* Goal *
Render the entries below as a JSON list of strings, one string for each line, leaving out any blank lines.

[Object detection data]

◆ ◆ ◆ ◆ ◆

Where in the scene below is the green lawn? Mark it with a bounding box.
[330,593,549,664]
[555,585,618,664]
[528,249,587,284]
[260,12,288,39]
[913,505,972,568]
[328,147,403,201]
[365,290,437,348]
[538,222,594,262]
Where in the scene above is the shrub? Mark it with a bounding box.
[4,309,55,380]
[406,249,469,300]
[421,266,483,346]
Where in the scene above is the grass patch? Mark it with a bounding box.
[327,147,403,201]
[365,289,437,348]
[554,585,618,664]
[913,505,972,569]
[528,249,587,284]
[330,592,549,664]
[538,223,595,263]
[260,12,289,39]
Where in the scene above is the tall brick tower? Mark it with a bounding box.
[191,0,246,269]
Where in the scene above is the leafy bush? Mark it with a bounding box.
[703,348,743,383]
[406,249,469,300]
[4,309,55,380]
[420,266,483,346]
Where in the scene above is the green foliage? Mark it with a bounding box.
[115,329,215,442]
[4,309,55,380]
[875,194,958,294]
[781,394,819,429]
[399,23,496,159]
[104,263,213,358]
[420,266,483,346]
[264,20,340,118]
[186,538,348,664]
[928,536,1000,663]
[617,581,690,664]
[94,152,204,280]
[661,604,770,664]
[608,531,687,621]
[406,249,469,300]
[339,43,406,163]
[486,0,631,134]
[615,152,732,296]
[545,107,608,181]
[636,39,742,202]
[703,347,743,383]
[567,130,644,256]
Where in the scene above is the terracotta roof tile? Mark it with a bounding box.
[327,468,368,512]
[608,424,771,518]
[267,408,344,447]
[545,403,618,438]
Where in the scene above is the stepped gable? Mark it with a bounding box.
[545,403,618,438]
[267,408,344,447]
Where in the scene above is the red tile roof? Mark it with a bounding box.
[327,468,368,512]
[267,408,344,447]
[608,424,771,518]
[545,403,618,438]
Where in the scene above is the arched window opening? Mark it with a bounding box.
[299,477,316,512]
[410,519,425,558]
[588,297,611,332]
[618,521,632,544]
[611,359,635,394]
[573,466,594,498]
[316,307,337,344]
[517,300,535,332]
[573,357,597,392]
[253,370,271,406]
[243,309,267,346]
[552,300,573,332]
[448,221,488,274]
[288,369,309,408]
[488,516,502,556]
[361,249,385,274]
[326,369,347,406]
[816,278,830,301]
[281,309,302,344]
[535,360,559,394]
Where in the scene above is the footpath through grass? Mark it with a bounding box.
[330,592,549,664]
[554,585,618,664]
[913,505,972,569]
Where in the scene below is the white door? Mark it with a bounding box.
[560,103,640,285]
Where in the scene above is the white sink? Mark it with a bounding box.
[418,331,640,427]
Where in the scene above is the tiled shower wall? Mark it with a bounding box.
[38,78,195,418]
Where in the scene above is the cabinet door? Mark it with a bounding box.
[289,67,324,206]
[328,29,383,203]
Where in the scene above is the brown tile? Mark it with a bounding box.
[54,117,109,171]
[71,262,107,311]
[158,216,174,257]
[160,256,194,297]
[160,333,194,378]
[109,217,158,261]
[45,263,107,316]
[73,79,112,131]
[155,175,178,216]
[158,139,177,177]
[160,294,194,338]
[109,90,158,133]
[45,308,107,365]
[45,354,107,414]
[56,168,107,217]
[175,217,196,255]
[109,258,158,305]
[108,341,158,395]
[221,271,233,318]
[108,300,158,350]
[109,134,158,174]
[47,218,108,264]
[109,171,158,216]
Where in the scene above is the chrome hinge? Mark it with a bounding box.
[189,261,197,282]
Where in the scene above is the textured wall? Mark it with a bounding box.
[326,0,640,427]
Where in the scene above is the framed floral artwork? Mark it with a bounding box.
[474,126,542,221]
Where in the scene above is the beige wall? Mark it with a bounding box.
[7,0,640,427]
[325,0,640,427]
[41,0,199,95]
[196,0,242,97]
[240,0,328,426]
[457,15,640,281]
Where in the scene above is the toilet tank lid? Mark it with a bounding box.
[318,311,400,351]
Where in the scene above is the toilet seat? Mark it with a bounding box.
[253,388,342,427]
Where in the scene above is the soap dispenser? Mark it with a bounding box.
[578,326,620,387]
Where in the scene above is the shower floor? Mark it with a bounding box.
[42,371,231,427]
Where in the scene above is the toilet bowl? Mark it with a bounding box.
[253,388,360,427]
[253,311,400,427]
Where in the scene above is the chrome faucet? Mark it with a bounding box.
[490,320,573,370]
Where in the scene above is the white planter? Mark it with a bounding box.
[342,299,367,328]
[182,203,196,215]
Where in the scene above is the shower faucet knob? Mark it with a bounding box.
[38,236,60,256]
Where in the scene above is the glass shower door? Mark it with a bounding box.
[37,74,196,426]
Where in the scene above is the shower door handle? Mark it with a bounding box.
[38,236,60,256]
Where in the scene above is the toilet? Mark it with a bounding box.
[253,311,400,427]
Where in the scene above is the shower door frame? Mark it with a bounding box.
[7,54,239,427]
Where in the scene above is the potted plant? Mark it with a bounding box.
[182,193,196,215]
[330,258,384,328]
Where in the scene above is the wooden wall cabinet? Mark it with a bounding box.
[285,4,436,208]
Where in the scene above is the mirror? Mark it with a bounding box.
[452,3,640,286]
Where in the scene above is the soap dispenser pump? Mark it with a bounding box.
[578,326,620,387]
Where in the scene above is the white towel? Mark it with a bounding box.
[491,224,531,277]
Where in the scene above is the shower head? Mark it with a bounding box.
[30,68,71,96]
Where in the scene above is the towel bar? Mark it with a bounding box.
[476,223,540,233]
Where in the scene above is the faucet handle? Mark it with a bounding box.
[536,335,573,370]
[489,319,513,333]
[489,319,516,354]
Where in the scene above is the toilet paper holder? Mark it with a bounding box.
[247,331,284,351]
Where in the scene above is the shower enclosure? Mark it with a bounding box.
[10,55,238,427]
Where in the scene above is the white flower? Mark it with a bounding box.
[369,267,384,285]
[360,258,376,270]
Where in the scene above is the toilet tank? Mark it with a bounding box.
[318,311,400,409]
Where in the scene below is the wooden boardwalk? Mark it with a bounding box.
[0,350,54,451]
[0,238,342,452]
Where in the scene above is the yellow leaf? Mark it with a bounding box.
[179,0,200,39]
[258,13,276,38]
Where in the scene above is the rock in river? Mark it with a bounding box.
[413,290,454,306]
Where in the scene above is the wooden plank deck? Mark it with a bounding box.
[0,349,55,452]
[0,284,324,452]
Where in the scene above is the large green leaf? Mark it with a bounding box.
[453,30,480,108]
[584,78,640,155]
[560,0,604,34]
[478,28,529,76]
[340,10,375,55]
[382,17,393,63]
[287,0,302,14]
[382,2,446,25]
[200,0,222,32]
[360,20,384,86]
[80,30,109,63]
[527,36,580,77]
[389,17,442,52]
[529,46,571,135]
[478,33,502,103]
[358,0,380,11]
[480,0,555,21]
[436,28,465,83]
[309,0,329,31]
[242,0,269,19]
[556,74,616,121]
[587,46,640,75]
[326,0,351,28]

◆ ◆ ◆ ◆ ◆

* Response *
[
  "Where in the scene below is the green lawn? Mark it with a bounding box.",
  "[330,593,549,664]",
  "[555,585,618,664]",
  "[528,249,587,284]",
  "[260,12,288,39]",
  "[913,505,972,568]",
  "[328,147,403,201]",
  "[365,290,437,348]",
  "[538,222,594,262]",
  "Where in the scene above is the shrub? Mark it with a bounding box.",
  "[4,309,55,380]",
  "[406,249,469,300]",
  "[421,266,483,346]",
  "Where in the scene above is the grass patch? Mark it with a bounding box.",
  "[327,147,403,201]",
  "[365,289,437,348]",
  "[554,585,618,664]",
  "[913,505,972,569]",
  "[528,249,587,284]",
  "[330,592,549,664]",
  "[538,223,595,263]",
  "[260,12,289,39]",
  "Where in the scene above is the tall brick tower? Mark it with a bounding box.",
  "[191,0,246,269]",
  "Where in the scene above is the leafy bush? Mark it with a bounding box.",
  "[703,348,743,383]",
  "[406,249,469,300]",
  "[4,309,55,380]",
  "[420,266,483,346]",
  "Where in the scene above is the green foliage? Mark it with a bounding box.",
  "[115,329,215,442]",
  "[4,309,55,380]",
  "[875,194,958,294]",
  "[781,394,819,429]",
  "[399,23,496,159]",
  "[104,263,213,358]",
  "[420,266,483,346]",
  "[264,20,340,118]",
  "[186,538,348,664]",
  "[928,536,1000,663]",
  "[617,581,690,664]",
  "[94,152,204,280]",
  "[661,604,770,664]",
  "[608,531,687,621]",
  "[406,249,469,300]",
  "[339,43,406,163]",
  "[486,0,631,134]",
  "[615,152,732,296]",
  "[545,107,608,181]",
  "[636,39,742,202]",
  "[703,347,743,383]",
  "[567,130,644,256]",
  "Where in the scene above is the terracotta roof tile? Mark it with a bounding box.",
  "[327,468,368,512]",
  "[608,424,771,518]",
  "[267,408,344,447]",
  "[545,403,618,438]",
  "Where in the scene above is the stepped gable? Mark it with a bounding box.",
  "[545,403,618,438]",
  "[267,408,344,447]",
  "Where in the scene above is the red tile roof? Mark it with a bounding box.",
  "[327,468,368,512]",
  "[267,408,344,447]",
  "[608,424,771,518]",
  "[545,403,618,438]",
  "Where in the scene above is the arched window opening? Mark it with a bounding box.",
  "[299,477,316,512]",
  "[410,519,425,558]",
  "[588,297,611,332]",
  "[618,521,632,544]",
  "[611,359,635,394]",
  "[573,466,594,498]",
  "[316,307,337,344]",
  "[517,300,535,332]",
  "[573,357,597,392]",
  "[253,370,271,406]",
  "[243,309,267,346]",
  "[552,300,573,332]",
  "[448,221,488,274]",
  "[288,369,309,408]",
  "[488,516,502,556]",
  "[361,249,385,274]",
  "[326,369,347,406]",
  "[816,278,830,301]",
  "[281,309,302,344]",
  "[535,360,559,394]",
  "Where in the scene above is the footpath through grass? Mark it with a bounding box.",
  "[330,592,549,664]",
  "[554,585,618,664]",
  "[913,505,972,569]",
  "Where in the scene below is the white door? Mark it with a bounding box.",
  "[560,103,640,285]",
  "Where in the scene above is the white sink? Mark it with a bounding box.",
  "[418,331,640,427]",
  "Where in the scene above is the tiled shower wall? Mark it with a bounding box.",
  "[38,78,195,418]",
  "Where in the scene above is the cabinet door? Mark it with a bounding box.",
  "[289,67,324,206]",
  "[328,29,383,203]",
  "Where in the scene above is the brown tile? Mark it with a bounding box.",
  "[54,117,109,171]",
  "[71,262,107,311]",
  "[158,216,174,257]",
  "[160,256,194,297]",
  "[160,333,194,378]",
  "[109,217,158,261]",
  "[45,263,107,316]",
  "[73,79,112,131]",
  "[155,175,178,216]",
  "[158,139,177,177]",
  "[160,294,194,338]",
  "[109,90,158,133]",
  "[45,308,107,365]",
  "[45,354,107,414]",
  "[56,168,107,217]",
  "[175,217,196,255]",
  "[109,258,158,305]",
  "[108,341,158,395]",
  "[221,271,233,318]",
  "[108,300,158,350]",
  "[109,134,158,174]",
  "[47,218,108,264]",
  "[109,171,158,216]",
  "Where in the scene above is the chrome hinge? Mark it with a bounding box.",
  "[189,261,197,282]",
  "Where in the scene above is the textured wall? Mark it with a bounding box.",
  "[326,0,640,427]",
  "Where in the scene above is the framed floral artwork? Mark it with a bounding box.",
  "[474,126,542,221]",
  "Where in the scene above is the beige wall? Mark it with a bounding box.",
  "[7,0,640,427]",
  "[325,0,640,427]",
  "[41,0,199,95]",
  "[196,0,242,97]",
  "[240,0,328,426]",
  "[457,15,640,281]",
  "Where in the scene above is the toilet tank lid? Mark it with a bounding box.",
  "[318,311,400,351]",
  "Where in the scene above is the toilet seat? Mark it with a bounding box.",
  "[253,388,342,427]",
  "Where in the scene above is the soap dispenser? Mark it with a bounding box.",
  "[578,326,620,387]",
  "Where in the scene above is the shower floor? Mark it with a bounding box.",
  "[42,371,231,427]",
  "Where in the scene above is the toilet bowl? Mark it with a bounding box.",
  "[253,388,360,427]",
  "[253,311,400,427]",
  "Where in the scene above is the chrome faucet? Mark it with a bounding box.",
  "[490,320,573,370]",
  "Where in the scene above is the white planter? Mark it with a bounding box.",
  "[342,299,367,328]",
  "[182,203,196,215]",
  "Where in the scene above is the shower faucet knob? Mark it with a bounding box.",
  "[38,236,60,256]",
  "Where in the scene above is the glass shower door? Mark it with a bounding box.",
  "[37,74,196,426]",
  "Where in the scene above is the shower door handle? Mark it with a bounding box.",
  "[38,236,60,256]",
  "Where in the scene above is the toilet? Mark it with a bounding box.",
  "[253,311,400,427]",
  "Where in the scene above is the shower door frame? Mark it with a bounding box.",
  "[7,54,239,427]",
  "Where in the scene above is the potted plant? Mark it with a bounding box.",
  "[182,193,196,215]",
  "[330,258,384,328]",
  "Where in the scene above is the wooden wall cabinet? Mark it with a bounding box.",
  "[285,4,436,208]",
  "Where in the scene above is the mirror? Mark it with a bounding box.",
  "[452,3,640,286]",
  "Where in the scene above is the soap dispenser pump? Mark it with a bounding box.",
  "[578,326,620,387]",
  "Where in the scene above is the white towel? Mark it with a bounding box.",
  "[491,224,531,277]",
  "Where in the scene above is the shower head? Mark it with a bounding box.",
  "[30,68,71,96]",
  "Where in the scene above is the towel bar? Mark it with a bounding box.",
  "[476,223,540,233]",
  "Where in the scene above is the faucet handle? Mark it with a bounding box.",
  "[536,335,573,370]",
  "[489,319,513,333]",
  "[489,319,516,354]",
  "Where in the scene above is the toilet paper holder? Mark it with a bounding box.",
  "[247,331,284,351]",
  "Where in the scene above is the shower enclosure? Mark it with a bounding box.",
  "[10,55,238,427]",
  "Where in the scene above is the white flower? Mark it with a bounding box.",
  "[369,267,384,285]",
  "[360,258,376,270]",
  "Where in the scene above is the toilet tank? Mark it with a bounding box.",
  "[318,311,400,409]",
  "Where in the scene below is the wooden boardwalk? Mark it with a bounding box.",
  "[0,350,54,451]",
  "[0,238,342,452]",
  "Where in the scene above is the yellow leaf? Mark it with a bounding box.",
  "[179,0,200,39]",
  "[258,13,276,38]",
  "Where in the scene above is the rock in river? Mark it with a bounding box.",
  "[413,290,454,306]",
  "Where in the scene above is the wooden plank deck? Mark it with a bounding box.",
  "[0,349,55,452]",
  "[0,284,324,452]",
  "Where in the scene above is the large green leaf? Mark it with a bounding box.",
  "[453,30,480,108]",
  "[584,78,640,155]",
  "[560,0,604,34]",
  "[478,28,529,76]",
  "[340,10,375,55]",
  "[382,17,393,63]",
  "[287,0,302,14]",
  "[382,2,446,25]",
  "[200,0,222,32]",
  "[360,20,384,86]",
  "[80,30,109,63]",
  "[527,36,580,77]",
  "[389,17,442,52]",
  "[529,46,571,135]",
  "[478,33,502,103]",
  "[358,0,380,11]",
  "[480,0,555,21]",
  "[436,28,465,83]",
  "[309,0,329,31]",
  "[242,0,269,19]",
  "[556,74,616,121]",
  "[587,46,640,75]",
  "[326,0,351,28]"
]